>> start Exercise material

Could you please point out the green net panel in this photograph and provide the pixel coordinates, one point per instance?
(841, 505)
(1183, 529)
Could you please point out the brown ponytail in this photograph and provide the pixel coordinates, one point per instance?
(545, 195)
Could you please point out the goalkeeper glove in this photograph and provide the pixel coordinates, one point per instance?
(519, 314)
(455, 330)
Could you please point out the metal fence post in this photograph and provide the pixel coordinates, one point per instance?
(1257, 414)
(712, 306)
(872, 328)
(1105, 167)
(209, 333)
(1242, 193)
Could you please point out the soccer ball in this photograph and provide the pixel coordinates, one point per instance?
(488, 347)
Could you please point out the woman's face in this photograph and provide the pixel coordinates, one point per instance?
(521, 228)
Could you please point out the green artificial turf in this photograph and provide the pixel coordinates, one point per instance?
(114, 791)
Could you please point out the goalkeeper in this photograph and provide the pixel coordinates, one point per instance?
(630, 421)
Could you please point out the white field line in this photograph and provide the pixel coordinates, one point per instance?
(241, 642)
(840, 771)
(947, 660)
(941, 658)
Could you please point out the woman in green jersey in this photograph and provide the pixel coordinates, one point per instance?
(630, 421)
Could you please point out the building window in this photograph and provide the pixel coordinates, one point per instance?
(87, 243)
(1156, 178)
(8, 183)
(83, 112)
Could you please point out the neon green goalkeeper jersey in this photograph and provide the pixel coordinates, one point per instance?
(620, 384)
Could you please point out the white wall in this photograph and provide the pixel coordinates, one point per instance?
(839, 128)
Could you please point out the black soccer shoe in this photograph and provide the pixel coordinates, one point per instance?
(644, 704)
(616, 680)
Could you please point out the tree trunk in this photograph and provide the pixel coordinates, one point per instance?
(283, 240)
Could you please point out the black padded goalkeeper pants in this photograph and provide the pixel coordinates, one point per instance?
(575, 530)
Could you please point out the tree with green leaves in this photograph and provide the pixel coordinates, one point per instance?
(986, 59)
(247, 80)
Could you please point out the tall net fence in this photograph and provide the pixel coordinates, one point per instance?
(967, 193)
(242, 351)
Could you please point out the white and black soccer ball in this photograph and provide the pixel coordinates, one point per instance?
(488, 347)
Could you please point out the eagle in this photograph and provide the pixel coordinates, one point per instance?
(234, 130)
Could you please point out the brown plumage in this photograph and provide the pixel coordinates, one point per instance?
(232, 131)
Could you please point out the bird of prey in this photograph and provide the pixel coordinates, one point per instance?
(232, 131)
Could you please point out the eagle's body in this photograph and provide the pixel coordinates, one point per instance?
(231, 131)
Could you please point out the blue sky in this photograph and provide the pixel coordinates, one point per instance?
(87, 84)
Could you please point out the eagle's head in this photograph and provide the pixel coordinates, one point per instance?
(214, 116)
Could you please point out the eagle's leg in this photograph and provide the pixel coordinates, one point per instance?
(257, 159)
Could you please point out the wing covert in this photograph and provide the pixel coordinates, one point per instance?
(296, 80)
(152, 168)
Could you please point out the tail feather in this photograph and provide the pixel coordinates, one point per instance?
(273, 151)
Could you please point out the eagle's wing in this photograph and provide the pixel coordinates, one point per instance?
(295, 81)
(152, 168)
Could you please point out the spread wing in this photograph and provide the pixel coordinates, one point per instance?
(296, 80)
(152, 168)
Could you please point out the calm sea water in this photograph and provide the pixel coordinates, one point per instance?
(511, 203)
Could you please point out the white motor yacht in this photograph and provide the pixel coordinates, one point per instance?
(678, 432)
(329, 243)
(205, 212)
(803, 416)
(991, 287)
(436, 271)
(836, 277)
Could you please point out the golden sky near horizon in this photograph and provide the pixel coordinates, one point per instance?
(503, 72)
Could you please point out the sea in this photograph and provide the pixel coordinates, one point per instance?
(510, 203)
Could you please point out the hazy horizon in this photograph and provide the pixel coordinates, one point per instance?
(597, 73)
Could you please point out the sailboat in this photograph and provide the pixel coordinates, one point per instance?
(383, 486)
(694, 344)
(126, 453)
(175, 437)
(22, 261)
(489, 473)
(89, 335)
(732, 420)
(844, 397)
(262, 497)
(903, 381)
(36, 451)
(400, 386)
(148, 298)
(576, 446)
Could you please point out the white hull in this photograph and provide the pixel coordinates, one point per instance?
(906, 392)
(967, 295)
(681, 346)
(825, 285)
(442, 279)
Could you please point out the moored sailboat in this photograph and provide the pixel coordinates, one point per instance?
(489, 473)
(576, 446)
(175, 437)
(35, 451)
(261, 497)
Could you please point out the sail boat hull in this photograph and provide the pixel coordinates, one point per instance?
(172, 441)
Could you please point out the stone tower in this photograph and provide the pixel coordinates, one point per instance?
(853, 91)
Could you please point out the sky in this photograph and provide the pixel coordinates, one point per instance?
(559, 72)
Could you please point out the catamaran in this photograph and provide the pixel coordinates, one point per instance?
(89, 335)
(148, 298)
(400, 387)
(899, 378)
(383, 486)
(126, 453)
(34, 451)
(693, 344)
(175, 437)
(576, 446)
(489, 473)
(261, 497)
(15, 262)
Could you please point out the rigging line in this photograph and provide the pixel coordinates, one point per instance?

>> end Exercise material

* **Task instructions**:
Repeat exactly the lines from the line containing "Could you please point out the sea" through the last line of the records above, including both, and nothing else.

* **Solution to this exercise**:
Could you please point out the sea in this photograph and provide the pixel coordinates, one point per instance?
(510, 203)
Could you please point out the hazy horizon in this photograph and provide the pixel coordinates, one point per instance?
(597, 73)
Could you please point out the sailboat in this photograph and provide the pixel coordinates, one point per instance?
(383, 486)
(694, 344)
(126, 453)
(175, 437)
(22, 261)
(489, 473)
(89, 335)
(732, 420)
(844, 397)
(262, 497)
(903, 381)
(36, 451)
(400, 386)
(148, 298)
(576, 446)
Could you please point out the white hull in this photograph and provide the pixel coordinates, one point per instance?
(906, 392)
(967, 295)
(681, 346)
(825, 285)
(442, 279)
Could you please point out the moored sailboat in this photograph and provide the pixel coordinates, one point per instance?
(489, 473)
(576, 446)
(175, 437)
(35, 451)
(261, 497)
Could you please point out the sail boat hull in this photograph and provide the pixel coordinates, one point per instance?
(172, 441)
Could you please point out the stone tower in this photograph and provide the pixel coordinates, one point per instance?
(853, 91)
Could you please point out the sky in this photograph and provide the pixel coordinates, one point per instance?
(559, 72)
Could you please point out the catamaran in this photograph and provide the pixel coordinates, one point per instance?
(89, 335)
(148, 298)
(400, 387)
(899, 378)
(383, 486)
(126, 453)
(34, 451)
(693, 344)
(175, 437)
(576, 446)
(489, 473)
(261, 497)
(15, 262)
Could you please point out the rigging line in this photograph and provide the pixel coordinates, one point per instance?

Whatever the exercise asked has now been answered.